**What is required**
Find each line in the listing below that contains the word "green" and copy those lines out. Only matches with the same capitalization count.

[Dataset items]
──────

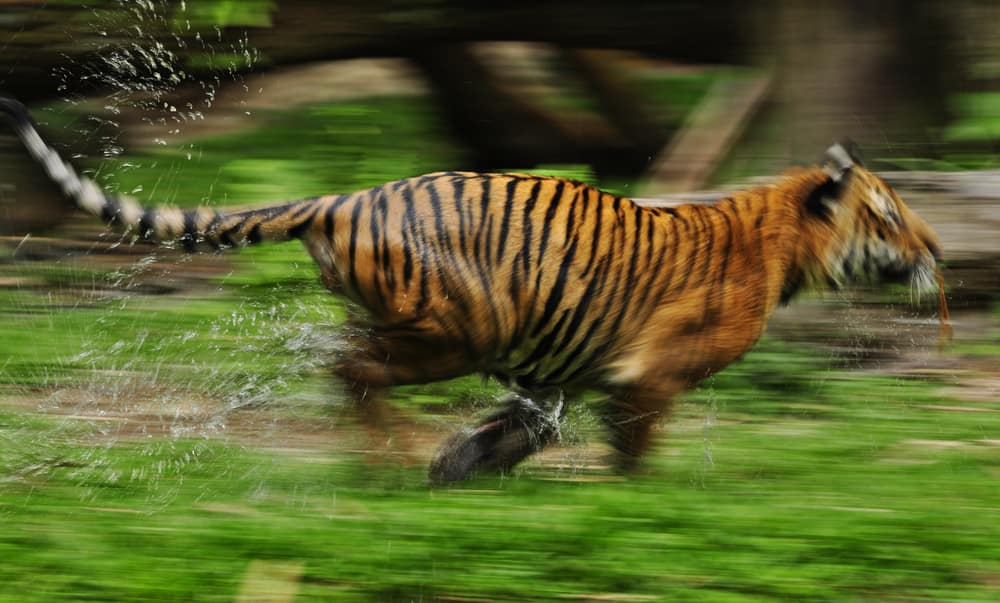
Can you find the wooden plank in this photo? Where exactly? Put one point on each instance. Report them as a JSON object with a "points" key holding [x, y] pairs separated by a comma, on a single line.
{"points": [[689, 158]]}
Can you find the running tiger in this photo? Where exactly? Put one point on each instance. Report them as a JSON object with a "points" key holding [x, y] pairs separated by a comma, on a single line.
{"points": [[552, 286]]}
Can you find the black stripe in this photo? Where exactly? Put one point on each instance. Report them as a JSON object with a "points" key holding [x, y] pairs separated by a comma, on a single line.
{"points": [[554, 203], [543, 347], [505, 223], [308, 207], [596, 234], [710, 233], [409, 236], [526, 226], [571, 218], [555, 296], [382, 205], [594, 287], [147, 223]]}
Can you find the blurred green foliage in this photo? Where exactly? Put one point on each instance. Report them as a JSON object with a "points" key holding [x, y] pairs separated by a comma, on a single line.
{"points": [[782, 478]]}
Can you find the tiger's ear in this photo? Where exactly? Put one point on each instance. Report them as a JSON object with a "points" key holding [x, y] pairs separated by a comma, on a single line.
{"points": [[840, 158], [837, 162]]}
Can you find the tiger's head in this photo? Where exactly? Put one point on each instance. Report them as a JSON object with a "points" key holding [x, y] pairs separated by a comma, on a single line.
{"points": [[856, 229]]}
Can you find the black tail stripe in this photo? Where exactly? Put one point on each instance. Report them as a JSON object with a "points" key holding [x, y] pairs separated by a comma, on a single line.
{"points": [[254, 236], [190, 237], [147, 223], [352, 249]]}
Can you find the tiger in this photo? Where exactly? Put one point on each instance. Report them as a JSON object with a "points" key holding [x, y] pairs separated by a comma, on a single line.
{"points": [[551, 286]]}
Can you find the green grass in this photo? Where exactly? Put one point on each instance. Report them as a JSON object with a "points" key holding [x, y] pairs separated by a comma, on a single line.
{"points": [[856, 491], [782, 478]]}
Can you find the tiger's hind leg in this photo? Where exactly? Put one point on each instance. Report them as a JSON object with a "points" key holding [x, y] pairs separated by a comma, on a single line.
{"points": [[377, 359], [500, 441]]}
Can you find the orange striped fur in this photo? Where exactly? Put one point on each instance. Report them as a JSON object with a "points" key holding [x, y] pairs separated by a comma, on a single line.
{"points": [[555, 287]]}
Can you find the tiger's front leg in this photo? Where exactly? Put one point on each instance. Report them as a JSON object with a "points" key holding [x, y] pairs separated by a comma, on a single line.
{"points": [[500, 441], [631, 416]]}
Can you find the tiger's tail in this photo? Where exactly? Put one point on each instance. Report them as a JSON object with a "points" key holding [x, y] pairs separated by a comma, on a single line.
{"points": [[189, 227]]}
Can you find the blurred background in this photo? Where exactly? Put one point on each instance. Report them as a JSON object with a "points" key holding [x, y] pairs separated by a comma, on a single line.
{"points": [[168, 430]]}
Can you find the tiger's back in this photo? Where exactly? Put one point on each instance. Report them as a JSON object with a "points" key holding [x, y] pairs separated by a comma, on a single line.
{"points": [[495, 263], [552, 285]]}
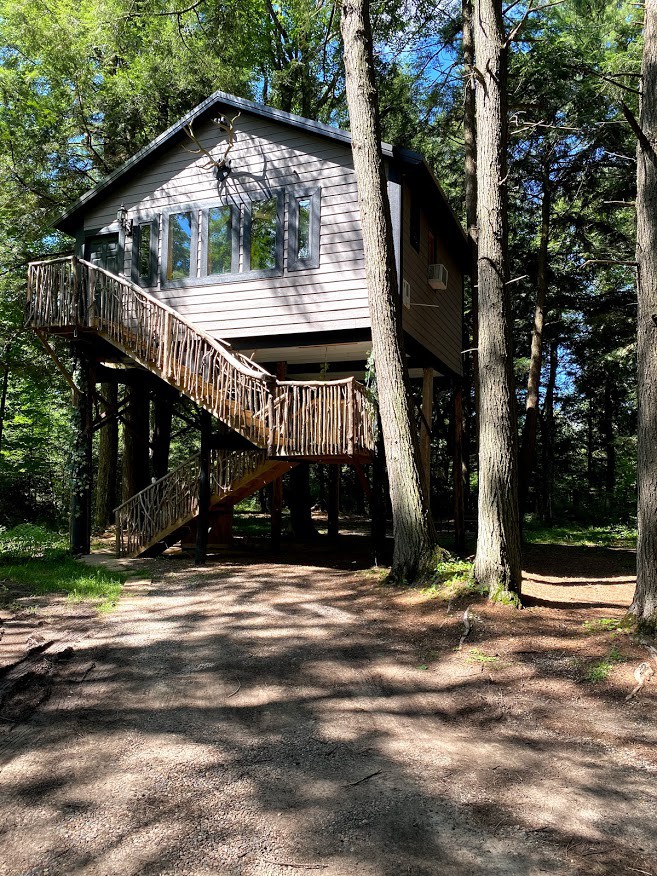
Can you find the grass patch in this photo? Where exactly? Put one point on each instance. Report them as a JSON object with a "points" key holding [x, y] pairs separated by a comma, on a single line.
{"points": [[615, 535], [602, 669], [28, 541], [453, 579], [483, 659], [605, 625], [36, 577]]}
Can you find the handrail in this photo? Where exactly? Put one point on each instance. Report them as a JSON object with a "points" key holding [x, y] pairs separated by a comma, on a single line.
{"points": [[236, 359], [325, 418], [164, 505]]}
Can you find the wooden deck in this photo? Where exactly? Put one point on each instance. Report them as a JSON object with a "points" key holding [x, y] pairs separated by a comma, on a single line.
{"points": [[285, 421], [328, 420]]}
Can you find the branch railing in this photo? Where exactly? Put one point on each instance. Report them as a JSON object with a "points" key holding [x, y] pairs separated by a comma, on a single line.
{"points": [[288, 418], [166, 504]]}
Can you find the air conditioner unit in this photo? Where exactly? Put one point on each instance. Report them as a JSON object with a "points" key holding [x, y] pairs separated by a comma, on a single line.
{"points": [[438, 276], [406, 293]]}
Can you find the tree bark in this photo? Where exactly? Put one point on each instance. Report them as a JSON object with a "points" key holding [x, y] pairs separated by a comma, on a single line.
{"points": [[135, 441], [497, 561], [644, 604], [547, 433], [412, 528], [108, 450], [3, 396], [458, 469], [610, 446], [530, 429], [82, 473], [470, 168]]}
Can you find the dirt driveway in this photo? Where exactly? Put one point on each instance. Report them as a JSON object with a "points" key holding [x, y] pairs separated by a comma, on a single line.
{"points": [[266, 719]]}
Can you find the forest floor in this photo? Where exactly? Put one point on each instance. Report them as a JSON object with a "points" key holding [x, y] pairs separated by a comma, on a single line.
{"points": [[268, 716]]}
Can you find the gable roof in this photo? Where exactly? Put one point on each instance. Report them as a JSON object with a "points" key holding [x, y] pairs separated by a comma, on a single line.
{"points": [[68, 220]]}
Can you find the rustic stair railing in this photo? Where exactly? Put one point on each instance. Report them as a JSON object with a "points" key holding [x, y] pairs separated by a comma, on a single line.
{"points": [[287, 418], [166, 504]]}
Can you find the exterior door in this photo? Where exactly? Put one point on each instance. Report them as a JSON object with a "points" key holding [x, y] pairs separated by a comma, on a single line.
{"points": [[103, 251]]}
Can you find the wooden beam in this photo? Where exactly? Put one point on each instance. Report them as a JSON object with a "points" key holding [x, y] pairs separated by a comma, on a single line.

──────

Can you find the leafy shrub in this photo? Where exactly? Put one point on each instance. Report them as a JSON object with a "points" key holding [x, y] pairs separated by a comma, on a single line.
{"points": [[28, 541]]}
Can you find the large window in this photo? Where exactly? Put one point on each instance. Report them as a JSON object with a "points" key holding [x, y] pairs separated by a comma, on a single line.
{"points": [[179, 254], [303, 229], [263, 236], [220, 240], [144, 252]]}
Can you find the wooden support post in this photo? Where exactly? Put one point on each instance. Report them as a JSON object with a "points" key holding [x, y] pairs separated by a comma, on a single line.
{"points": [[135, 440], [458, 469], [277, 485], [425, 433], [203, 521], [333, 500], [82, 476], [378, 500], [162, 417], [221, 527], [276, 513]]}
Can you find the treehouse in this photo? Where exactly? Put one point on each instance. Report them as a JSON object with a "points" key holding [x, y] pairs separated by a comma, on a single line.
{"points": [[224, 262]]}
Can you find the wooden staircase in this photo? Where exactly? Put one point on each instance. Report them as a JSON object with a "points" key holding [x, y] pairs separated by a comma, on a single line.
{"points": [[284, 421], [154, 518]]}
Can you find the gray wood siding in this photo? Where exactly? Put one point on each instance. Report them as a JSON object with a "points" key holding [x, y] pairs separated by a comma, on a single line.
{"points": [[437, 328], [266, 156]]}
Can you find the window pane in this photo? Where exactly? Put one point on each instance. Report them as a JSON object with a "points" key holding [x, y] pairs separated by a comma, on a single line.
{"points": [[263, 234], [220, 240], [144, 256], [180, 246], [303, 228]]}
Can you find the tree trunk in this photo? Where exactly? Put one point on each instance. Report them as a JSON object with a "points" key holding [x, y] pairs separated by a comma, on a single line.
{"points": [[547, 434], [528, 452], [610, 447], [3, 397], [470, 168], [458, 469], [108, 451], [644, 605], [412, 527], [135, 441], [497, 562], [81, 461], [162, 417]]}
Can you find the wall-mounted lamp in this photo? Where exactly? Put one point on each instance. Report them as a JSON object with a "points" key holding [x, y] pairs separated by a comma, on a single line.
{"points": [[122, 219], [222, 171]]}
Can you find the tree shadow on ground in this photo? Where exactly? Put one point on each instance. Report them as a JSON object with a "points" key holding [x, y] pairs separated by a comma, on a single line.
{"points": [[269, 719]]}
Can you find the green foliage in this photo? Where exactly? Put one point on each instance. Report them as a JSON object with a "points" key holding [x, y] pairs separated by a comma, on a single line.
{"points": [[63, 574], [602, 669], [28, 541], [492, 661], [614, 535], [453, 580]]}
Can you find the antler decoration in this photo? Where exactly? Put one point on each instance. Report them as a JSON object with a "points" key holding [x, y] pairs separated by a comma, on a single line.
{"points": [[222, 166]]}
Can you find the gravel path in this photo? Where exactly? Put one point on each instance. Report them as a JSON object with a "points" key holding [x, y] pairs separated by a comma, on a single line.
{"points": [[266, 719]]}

──────

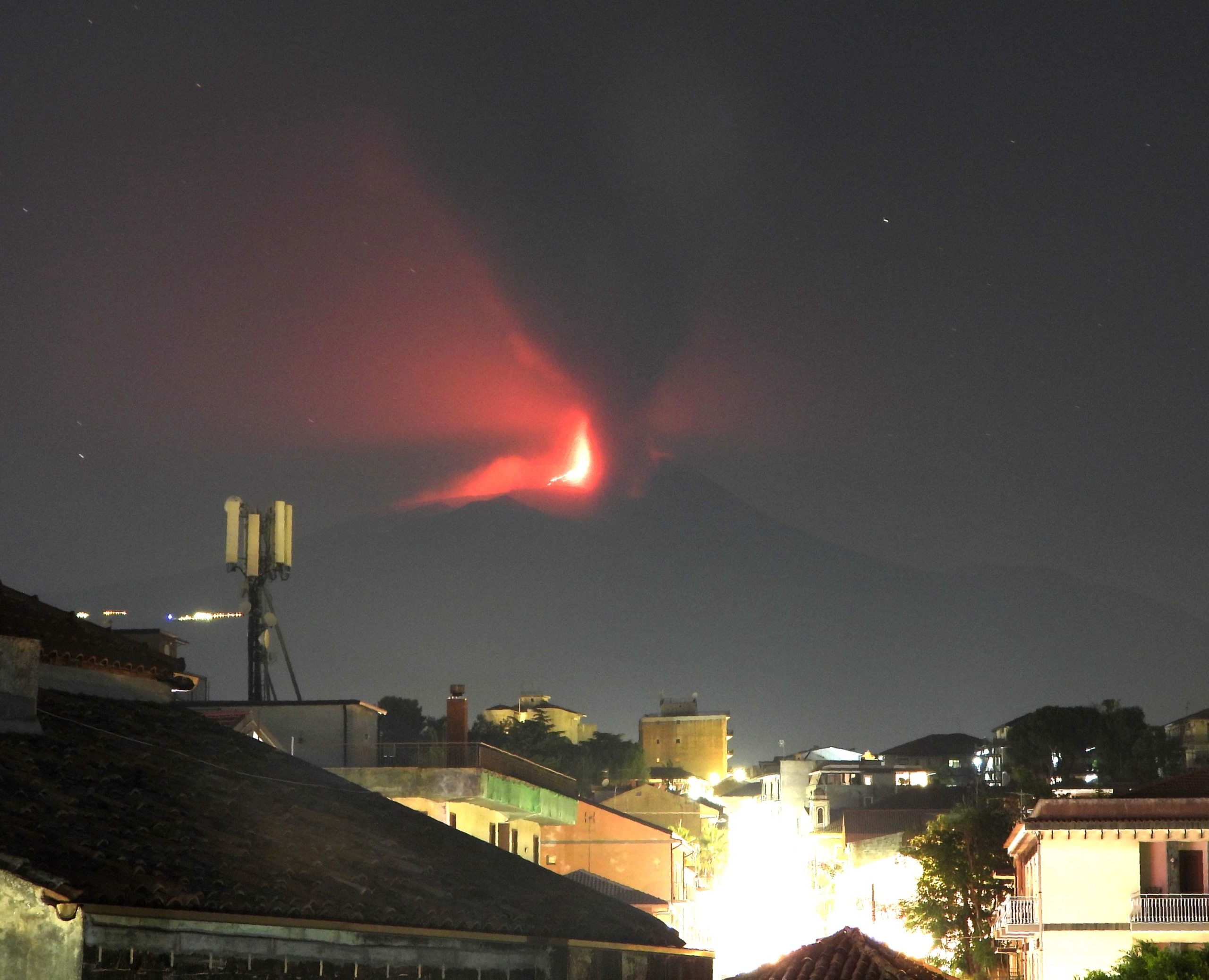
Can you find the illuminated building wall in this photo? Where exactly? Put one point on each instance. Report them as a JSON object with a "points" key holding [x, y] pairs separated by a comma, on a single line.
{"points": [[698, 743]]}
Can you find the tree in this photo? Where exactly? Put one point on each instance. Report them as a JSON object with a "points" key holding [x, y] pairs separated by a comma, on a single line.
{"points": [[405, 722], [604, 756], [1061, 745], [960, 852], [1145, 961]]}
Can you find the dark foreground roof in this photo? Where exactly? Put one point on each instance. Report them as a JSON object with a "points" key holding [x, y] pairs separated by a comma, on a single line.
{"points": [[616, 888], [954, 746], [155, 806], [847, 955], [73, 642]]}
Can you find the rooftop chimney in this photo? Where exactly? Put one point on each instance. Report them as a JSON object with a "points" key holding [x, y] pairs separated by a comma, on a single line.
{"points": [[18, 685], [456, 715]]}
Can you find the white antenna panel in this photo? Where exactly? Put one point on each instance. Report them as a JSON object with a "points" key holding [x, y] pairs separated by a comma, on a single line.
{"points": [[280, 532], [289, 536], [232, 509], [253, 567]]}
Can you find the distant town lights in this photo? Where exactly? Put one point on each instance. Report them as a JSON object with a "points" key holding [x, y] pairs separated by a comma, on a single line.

──────

**Complete response**
Can you find the blurred green foliage in this photo? Where exactly? Put one point on each instance. Report them as a JSON object with a "points" key holding [x, y] pairs separated by a comma, on a single line.
Can you find the green grass in this photo? Where exactly? Put one point on each instance. Report them as a JSON object with a "points" key holding [x, y] pairs separated by a comma, on a single line.
Can you find the green foliage in this photo? Where exactly? Put one point on each instance. Report them as a JSON object with a "points" key holding [x, y] pairs separated by a comma, on a single line.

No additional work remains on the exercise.